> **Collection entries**

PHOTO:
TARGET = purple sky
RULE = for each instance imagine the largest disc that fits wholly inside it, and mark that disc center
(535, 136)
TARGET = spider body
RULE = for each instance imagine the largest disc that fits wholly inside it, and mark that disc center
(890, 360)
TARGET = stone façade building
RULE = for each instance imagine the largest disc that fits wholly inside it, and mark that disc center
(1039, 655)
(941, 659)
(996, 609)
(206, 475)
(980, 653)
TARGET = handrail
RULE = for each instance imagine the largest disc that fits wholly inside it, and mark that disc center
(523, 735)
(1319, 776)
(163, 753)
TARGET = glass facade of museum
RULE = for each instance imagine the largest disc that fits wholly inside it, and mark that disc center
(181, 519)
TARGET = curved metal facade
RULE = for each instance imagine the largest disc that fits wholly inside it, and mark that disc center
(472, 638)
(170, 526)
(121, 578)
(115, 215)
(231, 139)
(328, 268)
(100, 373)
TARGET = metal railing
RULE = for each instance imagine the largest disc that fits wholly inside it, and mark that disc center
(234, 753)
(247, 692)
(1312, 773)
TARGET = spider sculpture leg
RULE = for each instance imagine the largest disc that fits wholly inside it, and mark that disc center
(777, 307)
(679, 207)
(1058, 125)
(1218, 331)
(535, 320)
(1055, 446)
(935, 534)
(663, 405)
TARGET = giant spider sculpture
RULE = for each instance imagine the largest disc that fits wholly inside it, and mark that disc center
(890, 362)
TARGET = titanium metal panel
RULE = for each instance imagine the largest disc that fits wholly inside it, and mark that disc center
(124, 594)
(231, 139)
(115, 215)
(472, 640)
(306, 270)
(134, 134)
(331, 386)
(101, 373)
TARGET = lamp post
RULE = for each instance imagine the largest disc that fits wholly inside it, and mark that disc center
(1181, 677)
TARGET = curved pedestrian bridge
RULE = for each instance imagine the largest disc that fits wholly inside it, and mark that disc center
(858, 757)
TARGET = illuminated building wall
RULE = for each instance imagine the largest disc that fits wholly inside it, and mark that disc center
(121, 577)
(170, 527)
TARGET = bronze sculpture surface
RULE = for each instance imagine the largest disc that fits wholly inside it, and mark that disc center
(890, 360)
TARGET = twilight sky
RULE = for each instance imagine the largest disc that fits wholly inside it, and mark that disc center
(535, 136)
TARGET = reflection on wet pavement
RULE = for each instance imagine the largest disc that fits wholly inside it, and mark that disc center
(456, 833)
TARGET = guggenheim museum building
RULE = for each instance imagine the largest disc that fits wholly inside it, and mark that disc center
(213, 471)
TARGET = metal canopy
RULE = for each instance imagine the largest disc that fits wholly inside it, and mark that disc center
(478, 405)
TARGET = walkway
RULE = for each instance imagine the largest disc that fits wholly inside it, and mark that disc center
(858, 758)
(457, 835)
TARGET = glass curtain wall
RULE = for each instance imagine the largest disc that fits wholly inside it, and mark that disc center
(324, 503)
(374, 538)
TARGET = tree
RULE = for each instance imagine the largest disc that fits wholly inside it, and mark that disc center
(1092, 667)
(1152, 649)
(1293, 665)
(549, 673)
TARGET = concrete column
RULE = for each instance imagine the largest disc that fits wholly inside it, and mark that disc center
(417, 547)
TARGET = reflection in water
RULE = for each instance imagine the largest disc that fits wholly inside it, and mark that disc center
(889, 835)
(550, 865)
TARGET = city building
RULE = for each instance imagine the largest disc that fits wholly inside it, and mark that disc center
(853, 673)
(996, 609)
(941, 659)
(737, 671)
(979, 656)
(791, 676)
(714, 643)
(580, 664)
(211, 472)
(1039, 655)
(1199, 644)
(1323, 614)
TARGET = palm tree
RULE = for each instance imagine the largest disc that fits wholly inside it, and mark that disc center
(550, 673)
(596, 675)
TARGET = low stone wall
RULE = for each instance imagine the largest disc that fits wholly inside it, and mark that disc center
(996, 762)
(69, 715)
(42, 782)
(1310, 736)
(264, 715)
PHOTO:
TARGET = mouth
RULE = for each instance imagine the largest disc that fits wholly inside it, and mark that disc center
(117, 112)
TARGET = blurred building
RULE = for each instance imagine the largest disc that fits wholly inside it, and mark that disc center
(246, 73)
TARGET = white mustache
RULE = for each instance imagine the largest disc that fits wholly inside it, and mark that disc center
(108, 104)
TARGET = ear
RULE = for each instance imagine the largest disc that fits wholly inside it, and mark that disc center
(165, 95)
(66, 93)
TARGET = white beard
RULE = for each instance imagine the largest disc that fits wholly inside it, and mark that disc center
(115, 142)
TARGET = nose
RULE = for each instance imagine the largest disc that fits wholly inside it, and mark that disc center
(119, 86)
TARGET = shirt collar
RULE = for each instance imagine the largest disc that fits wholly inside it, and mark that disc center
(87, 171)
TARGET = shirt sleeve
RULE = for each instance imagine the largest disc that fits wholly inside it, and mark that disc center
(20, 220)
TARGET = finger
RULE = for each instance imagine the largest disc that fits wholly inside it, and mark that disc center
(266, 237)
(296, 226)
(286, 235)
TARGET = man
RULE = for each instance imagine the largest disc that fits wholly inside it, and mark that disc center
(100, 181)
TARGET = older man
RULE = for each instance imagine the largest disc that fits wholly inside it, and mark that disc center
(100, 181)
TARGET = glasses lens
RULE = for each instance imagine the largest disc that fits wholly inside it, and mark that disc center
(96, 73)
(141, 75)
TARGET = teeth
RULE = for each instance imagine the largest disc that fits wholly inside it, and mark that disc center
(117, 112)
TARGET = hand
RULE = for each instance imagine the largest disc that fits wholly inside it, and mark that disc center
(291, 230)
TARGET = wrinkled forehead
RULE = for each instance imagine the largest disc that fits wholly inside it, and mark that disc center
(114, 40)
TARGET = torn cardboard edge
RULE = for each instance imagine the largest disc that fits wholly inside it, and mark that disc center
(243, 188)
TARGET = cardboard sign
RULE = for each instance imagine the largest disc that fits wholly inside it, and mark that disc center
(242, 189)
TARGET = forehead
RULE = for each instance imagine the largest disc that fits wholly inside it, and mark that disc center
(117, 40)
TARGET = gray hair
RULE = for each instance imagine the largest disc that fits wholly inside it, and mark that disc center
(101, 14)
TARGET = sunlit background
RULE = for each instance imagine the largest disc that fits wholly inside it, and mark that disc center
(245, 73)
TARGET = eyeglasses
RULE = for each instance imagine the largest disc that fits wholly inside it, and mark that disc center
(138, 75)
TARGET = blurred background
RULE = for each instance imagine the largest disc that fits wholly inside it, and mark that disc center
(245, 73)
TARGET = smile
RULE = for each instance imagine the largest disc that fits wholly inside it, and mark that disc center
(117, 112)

> **WHAT NEEDS TO BE DONE**
Reproduce the complete data exactly as presented above.

> **SOLVED EXERCISE**
PHOTO:
TARGET = purple sky
RULE = for each instance imagine the largest disc that fits wholly inside it, and mark that disc center
(535, 136)
TARGET = spider body
RULE = for each instance imagine the largest disc that fits wholly inside it, and mark that disc center
(890, 360)
TARGET = stone façade building
RULE = for each instance imagine the largest disc that fits wholly inside it, and mark that disc center
(1039, 655)
(941, 659)
(996, 609)
(206, 475)
(980, 653)
TARGET = handrail
RULE = for each instance imagine the largest disc that fits wholly inside it, and mark that disc center
(523, 735)
(1319, 776)
(163, 753)
TARGET = glass facade of museum
RULE = for each instance imagine the largest disc that fits wholly inside it, and mark that disc center
(181, 519)
TARGET = curved metal facade
RULE = for each instance imagine the largest disc that fits wholly inside it, and mark that disc center
(472, 638)
(170, 526)
(121, 578)
(115, 215)
(231, 139)
(328, 268)
(100, 373)
TARGET = metal railing
RULE = for each instance imagine the largest disc that fits wholly inside it, and mark that disc center
(234, 753)
(247, 692)
(1312, 773)
TARGET = spider sculpture leg
RULE = for each instance imagine the largest disc that fits wholly inside it, and mark that disc center
(777, 307)
(679, 207)
(1058, 125)
(1218, 331)
(535, 320)
(1055, 446)
(935, 534)
(663, 405)
TARGET = giant spider sculpture
RULE = for each instance imagine the largest disc that fits wholly inside it, and mark that disc center
(890, 362)
TARGET = titanium metal panel
RULE = for each instance imagine the largest disc that fits wholly inside it, and mark that disc center
(124, 594)
(231, 139)
(115, 215)
(472, 640)
(306, 270)
(134, 134)
(331, 386)
(101, 373)
TARGET = lamp post
RULE = for each instance imagine the largest disc that fits wholly inside it, and mark that disc center
(1181, 677)
TARGET = curved pedestrian bridge
RULE = for each instance imagine the largest disc that fits wholly inside it, and mark that disc center
(858, 757)
TARGET = illuminated building wall
RULE = for each instance imagine the largest disc that fits wholly inside it, and mark that disc center
(121, 577)
(170, 527)
TARGET = bronze sculpture surface
RULE = for each instance imagine the largest disc that fits wholly inside it, and mark that disc center
(890, 360)
TARGET = twilight sky
RULE = for each instance imagine the largest disc that fits wholly inside it, and mark that disc center
(535, 136)
TARGET = reflection on wet pavement
RULE = for each instance imagine the largest disc that fits wholly inside it, and mark that disc center
(456, 833)
TARGET = guggenheim museum building
RULE = for each instance imagine the largest disc that fits wholly inside it, and mark that disc center
(213, 471)
TARGET = metal canopy
RULE = for each instance imagine the largest disc that fits wholly inside it, and mark that disc center
(478, 405)
TARGET = walkway
RULE = for each instance imagine the largest disc that fits wholly inside it, and mark that disc center
(858, 758)
(457, 835)
TARGET = glass curtain wall
RULE = for each instance imagine the largest disc that fits wholly inside it, and mark that disc center
(324, 503)
(374, 538)
TARGET = tree
RULE = for each instance imagine the largest disc that fits wholly inside it, and mark that disc center
(1092, 667)
(1152, 649)
(1293, 665)
(549, 673)
TARGET = concrete column
RULE = for each instance imagine the largest disc that fits wholly inside it, and mark that disc center
(417, 547)
TARGET = reflection in water
RULE = for each instance imagine the largest disc that fits wholly inside it, and mark that disc center
(889, 835)
(550, 865)
TARGET = city building
RULE = for each instance imagine the largest disc that fits wholly inside it, and mark that disc center
(853, 673)
(996, 609)
(941, 659)
(737, 671)
(979, 656)
(791, 676)
(714, 643)
(580, 664)
(211, 472)
(1039, 655)
(1199, 644)
(1323, 614)
TARGET = palm tree
RULE = for each instance imagine the largest disc that fits wholly inside it, and mark that disc center
(550, 673)
(596, 675)
TARGET = low stone wall
RULE = for each instance imagine the largest disc that fits wholly inside it, and mark that disc center
(996, 762)
(69, 715)
(42, 782)
(1310, 736)
(264, 715)
PHOTO:
TARGET = mouth
RULE = for each instance imagine the largest disc that fits wholly inside it, and mark that disc center
(117, 112)
TARGET = blurred building
RULE = for each instance imagine the largest disc that fits wholly inside it, and mark that disc center
(246, 73)
TARGET = white mustache
RULE = for each instance imagine the largest disc that fits wholly inside it, and mark that disc center
(108, 104)
TARGET = ear
RULE = for each instance imagine the largest disc that fits wholly inside it, and mark that disc center
(165, 95)
(66, 93)
TARGET = white beard
RULE = for each instance imagine the largest disc that fits wholly inside it, and mark that disc center
(115, 142)
TARGET = nose
RULE = for each instance imagine the largest disc that fits wholly inside it, and mark that disc center
(119, 86)
TARGET = shirt collar
RULE = for each instance imagine the largest disc that fits wholly inside it, and mark that disc center
(87, 171)
TARGET = shirt sleeve
RULE = for each instance imagine the largest disc that fits wholly inside it, and mark that disc center
(20, 220)
TARGET = finger
RULE = for each instance imagine the largest disc that fits wholly inside it, and mark that disc center
(266, 237)
(296, 226)
(286, 235)
TARGET = man
RULE = for each instance imagine the largest disc that fits wholly inside it, and mark that disc center
(100, 181)
TARGET = older man
RULE = for each instance imagine the largest disc that fits wholly inside it, and mark that disc center
(100, 181)
TARGET = glasses lens
RULE = for each instance imagine the largest disc that fits wholly inside it, and mark that disc center
(96, 73)
(141, 75)
TARGET = teeth
RULE = for each instance imagine the largest disc that fits wholly inside it, and mark that disc center
(117, 112)
TARGET = hand
RULE = for each instance imagine the largest disc that fits wholly inside it, and mark that disc center
(291, 230)
TARGET = wrinkled forehead
RULE = for each instance imagine the largest disc that fits wholly inside it, and mark that disc center
(114, 40)
TARGET = torn cardboard edge
RULE = for each instance imagine the largest disc that fits wholly inside it, and mark that disc center
(243, 188)
TARGET = cardboard sign
RULE = for each instance imagine the largest disc that fits wholly inside it, and mark that disc center
(242, 189)
TARGET = forehead
RULE = for each instance imagine the largest disc that fits wholly inside it, and mark that disc center
(117, 40)
TARGET = gray hair
RULE = for each instance imagine the largest disc that fits wholly inside it, and mark that disc center
(101, 14)
TARGET = sunlit background
RULE = for each instance imagine the largest disc that fits wholly inside it, and mark that disc center
(245, 73)
TARGET = eyeglasses
RULE = for each instance imagine the largest disc that fits wholly inside it, and mark that disc center
(138, 75)
TARGET = blurred background
RULE = for each instance imagine the largest disc that fits wholly inside it, and mark that disc center
(245, 73)
TARGET = smile
RULE = for each instance imagine the largest disc that fits wholly inside it, and mark that disc center
(117, 112)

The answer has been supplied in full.